A week ago Saturday, on a beautiful, idyllic afternoon, I took BART to Berkeley to go for a walk in Tilden Park with Lisa M., who reminded me to “discover, not decide.” She said that what I need to do will become obvious in time, and if that’s after starting clinical pastoral education at TWMC and means I end up dropping out, then so be it. She reminded me that I don’t have to decide now what I’m going to do in a year, or even in six weeks. I’m not quite convinced in regard to the latter.
One day in class a week or so ago, I talked about my decision and afterward, Samantha told me that if I don’t plan to be at TWMC in September, I need to let them know by August first, which greatly increased my stress. I got a chance to discuss it last Monday with Jacqueline, Samantha’s boss. She said that Samantha does not have experience hiring chaplains and she does, and that even for a per diem or part-time hospital chaplain position she would not interview someone who had not completed their academic education.
Further, she said, she would not be interested in someone who had done a year of CPE and subsequently completed her education, because she figures that person’s clinical skills and assessment models are out of date. In addition, whereas Buddhist chaplains were once a novelty, we no longer are. (Jacqueline herself is Buddhist.)

> **DATA PROVIDED**:
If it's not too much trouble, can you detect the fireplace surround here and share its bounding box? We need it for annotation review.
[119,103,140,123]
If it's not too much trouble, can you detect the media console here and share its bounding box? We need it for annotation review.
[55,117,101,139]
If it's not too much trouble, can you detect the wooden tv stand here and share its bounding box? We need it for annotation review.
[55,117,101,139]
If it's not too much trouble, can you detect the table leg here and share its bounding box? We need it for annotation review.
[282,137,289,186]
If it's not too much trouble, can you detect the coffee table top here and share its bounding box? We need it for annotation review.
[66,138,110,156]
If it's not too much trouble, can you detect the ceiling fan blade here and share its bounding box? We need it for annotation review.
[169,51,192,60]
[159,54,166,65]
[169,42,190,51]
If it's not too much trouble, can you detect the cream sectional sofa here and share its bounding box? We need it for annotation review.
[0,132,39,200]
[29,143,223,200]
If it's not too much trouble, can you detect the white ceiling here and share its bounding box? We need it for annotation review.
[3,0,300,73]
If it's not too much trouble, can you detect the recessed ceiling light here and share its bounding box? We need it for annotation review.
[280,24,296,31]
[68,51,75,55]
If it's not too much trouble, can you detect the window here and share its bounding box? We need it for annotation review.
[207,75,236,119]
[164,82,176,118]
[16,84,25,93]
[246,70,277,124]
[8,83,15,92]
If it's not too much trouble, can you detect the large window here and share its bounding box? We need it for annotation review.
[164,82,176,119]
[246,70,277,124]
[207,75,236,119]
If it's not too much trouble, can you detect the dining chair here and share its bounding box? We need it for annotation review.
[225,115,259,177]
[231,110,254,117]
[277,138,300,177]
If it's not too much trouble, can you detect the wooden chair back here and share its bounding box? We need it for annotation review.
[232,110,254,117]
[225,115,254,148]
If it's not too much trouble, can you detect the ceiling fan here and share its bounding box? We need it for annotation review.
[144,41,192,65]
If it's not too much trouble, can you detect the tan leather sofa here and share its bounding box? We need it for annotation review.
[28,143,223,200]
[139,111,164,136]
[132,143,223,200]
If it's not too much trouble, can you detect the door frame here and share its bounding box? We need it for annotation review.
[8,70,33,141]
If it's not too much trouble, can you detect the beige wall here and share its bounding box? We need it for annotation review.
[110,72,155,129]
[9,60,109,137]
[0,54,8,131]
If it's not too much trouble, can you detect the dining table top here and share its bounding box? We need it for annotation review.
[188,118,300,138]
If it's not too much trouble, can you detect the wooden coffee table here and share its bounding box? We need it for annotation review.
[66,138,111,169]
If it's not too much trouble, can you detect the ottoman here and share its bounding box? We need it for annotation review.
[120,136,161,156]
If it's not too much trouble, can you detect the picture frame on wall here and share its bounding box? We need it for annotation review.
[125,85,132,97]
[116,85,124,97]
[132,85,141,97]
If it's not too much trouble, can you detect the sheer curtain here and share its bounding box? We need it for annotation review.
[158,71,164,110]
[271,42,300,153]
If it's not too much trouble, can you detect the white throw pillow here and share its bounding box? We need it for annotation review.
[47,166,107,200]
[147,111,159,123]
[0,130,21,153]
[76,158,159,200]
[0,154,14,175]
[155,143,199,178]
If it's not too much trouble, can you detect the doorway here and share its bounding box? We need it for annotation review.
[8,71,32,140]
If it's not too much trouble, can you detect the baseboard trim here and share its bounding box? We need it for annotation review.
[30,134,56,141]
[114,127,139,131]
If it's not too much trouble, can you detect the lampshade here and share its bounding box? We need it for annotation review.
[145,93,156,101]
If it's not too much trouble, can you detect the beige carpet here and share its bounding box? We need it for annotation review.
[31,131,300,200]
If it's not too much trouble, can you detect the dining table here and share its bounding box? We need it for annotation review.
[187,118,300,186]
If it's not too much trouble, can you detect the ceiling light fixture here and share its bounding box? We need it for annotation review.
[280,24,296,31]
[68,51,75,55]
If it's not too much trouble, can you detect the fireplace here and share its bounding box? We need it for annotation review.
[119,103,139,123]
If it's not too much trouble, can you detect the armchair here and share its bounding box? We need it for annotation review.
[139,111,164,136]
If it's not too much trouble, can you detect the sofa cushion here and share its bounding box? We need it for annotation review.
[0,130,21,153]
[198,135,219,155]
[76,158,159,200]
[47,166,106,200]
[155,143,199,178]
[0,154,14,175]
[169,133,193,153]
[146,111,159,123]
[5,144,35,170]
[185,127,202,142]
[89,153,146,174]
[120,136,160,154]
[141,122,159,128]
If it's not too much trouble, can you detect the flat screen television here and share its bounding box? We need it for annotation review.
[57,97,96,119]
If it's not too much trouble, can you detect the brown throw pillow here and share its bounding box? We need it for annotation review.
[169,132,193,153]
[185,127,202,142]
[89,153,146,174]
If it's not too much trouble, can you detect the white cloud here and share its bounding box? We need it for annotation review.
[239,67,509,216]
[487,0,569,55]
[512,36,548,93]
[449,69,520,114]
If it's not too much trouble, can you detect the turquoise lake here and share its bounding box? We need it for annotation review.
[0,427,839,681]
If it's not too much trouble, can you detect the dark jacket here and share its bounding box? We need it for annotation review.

> **TASKS TO CARRY OUT**:
A – According to the post, by what date must the writer tell TWMC if they don't plan to be there in September?
B – Reproduce the post word for word from "Further, she said, she" to "herself is Buddhist.)".

> **ACTIVITY ANSWERS**:
A – August first.

B –
Further, she said, she would not be interested in someone who had done a year of CPE and subsequently completed her education, because she figures that person’s clinical skills and assessment models are out of date. In addition, whereas Buddhist chaplains were once a novelty, we no longer are. (Jacqueline herself is Buddhist.)